--- Records supplied Enclosed Below ---
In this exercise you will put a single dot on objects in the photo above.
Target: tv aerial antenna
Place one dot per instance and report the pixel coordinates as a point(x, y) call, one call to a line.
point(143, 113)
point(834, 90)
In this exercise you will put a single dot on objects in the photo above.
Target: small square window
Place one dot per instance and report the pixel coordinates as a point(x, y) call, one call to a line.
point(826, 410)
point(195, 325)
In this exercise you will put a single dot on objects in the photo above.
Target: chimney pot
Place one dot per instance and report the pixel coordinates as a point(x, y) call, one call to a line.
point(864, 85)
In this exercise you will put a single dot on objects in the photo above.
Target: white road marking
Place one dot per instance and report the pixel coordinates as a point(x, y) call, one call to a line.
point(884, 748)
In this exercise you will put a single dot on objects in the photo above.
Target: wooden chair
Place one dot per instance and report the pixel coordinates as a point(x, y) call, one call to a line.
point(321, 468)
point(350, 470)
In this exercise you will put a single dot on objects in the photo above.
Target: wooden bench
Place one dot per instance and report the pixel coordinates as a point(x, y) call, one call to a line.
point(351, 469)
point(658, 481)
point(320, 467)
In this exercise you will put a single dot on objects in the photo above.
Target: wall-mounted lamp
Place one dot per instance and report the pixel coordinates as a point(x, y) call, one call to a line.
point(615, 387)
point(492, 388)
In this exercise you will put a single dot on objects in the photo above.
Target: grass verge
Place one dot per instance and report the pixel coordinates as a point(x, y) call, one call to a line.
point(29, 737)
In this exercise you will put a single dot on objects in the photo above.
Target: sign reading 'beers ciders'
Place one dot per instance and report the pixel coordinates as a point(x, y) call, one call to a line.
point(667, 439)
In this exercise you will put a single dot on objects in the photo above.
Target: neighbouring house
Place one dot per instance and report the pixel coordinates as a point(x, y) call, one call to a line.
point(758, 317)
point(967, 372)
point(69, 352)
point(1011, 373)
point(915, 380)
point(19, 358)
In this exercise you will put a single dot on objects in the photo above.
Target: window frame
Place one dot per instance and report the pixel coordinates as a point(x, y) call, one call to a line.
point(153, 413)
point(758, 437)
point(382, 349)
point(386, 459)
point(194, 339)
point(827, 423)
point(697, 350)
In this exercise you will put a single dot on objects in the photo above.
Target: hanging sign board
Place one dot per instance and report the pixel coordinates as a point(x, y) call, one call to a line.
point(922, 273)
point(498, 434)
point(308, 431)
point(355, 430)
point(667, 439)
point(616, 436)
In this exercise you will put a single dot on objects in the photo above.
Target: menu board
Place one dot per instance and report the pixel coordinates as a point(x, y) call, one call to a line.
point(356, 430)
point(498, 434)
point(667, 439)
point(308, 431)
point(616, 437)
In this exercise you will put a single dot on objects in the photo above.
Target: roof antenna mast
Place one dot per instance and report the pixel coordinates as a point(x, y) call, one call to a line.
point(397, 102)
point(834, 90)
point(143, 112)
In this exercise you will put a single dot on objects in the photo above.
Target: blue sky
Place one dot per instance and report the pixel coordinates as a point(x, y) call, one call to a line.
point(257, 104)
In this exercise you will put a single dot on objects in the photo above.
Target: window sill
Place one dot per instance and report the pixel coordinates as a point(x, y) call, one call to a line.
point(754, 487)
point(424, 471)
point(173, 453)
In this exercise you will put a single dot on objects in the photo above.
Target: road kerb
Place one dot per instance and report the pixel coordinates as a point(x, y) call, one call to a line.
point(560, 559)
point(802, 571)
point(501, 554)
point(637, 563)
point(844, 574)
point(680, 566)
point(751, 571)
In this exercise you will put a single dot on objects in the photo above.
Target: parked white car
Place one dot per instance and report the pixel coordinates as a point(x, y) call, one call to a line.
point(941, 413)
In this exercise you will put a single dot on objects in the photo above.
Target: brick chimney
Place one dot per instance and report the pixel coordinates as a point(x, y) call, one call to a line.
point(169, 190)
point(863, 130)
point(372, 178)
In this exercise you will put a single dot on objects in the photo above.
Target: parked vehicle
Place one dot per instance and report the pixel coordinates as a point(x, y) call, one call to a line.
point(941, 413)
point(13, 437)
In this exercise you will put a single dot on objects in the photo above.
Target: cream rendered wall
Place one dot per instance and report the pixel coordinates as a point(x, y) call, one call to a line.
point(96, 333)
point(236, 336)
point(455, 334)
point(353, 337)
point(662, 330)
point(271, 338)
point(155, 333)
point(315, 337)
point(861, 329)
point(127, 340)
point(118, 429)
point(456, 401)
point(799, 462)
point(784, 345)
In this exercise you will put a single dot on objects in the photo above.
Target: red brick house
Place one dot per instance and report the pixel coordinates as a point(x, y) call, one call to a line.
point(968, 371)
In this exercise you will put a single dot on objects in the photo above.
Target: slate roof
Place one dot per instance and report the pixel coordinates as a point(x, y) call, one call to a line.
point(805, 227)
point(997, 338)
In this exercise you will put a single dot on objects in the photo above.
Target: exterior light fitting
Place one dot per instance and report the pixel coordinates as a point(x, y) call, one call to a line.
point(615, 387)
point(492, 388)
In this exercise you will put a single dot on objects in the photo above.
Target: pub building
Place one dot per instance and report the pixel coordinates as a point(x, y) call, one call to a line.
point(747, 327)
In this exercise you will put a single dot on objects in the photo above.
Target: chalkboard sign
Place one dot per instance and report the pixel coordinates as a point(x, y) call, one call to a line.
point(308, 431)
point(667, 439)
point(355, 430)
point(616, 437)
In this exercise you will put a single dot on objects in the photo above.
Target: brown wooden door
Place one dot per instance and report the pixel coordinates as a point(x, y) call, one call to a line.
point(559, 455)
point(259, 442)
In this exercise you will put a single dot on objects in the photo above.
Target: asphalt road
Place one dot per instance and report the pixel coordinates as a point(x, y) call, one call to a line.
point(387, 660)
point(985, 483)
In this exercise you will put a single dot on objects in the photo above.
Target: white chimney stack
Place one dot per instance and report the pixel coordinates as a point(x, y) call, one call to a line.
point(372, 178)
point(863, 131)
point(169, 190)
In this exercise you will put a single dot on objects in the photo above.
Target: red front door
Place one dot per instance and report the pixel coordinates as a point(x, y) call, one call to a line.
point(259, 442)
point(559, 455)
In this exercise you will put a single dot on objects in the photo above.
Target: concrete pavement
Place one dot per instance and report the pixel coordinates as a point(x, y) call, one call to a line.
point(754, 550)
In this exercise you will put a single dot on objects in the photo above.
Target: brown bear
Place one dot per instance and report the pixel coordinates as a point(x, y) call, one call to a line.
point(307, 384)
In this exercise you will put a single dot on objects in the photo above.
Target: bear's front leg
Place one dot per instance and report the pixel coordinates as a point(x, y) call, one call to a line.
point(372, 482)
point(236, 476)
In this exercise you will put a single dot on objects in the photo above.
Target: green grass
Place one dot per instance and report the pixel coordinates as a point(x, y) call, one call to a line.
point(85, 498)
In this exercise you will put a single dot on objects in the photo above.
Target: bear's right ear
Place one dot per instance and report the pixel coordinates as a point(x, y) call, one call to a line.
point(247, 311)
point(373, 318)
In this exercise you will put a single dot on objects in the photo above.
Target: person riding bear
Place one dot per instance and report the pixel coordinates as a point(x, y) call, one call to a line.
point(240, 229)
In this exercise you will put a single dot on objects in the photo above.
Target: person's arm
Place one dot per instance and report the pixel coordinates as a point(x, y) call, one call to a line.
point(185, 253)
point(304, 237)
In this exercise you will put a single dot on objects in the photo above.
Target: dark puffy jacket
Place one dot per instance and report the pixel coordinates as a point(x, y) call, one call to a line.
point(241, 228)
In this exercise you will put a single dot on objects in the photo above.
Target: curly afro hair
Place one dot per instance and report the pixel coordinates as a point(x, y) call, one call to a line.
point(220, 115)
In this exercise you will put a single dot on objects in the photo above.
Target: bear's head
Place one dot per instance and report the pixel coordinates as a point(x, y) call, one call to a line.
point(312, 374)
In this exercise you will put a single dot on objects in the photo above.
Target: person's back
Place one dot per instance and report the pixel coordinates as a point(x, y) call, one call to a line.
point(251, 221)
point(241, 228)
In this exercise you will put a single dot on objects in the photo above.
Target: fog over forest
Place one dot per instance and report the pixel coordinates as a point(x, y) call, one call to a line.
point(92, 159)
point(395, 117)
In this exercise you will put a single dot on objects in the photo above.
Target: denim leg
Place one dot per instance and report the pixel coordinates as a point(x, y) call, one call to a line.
--- End of Enclosed Records supplied ---
If a line above holds the string "brick", return it as it stands.

▶ [Task solution]
Target: brick chimney
Target: red brick house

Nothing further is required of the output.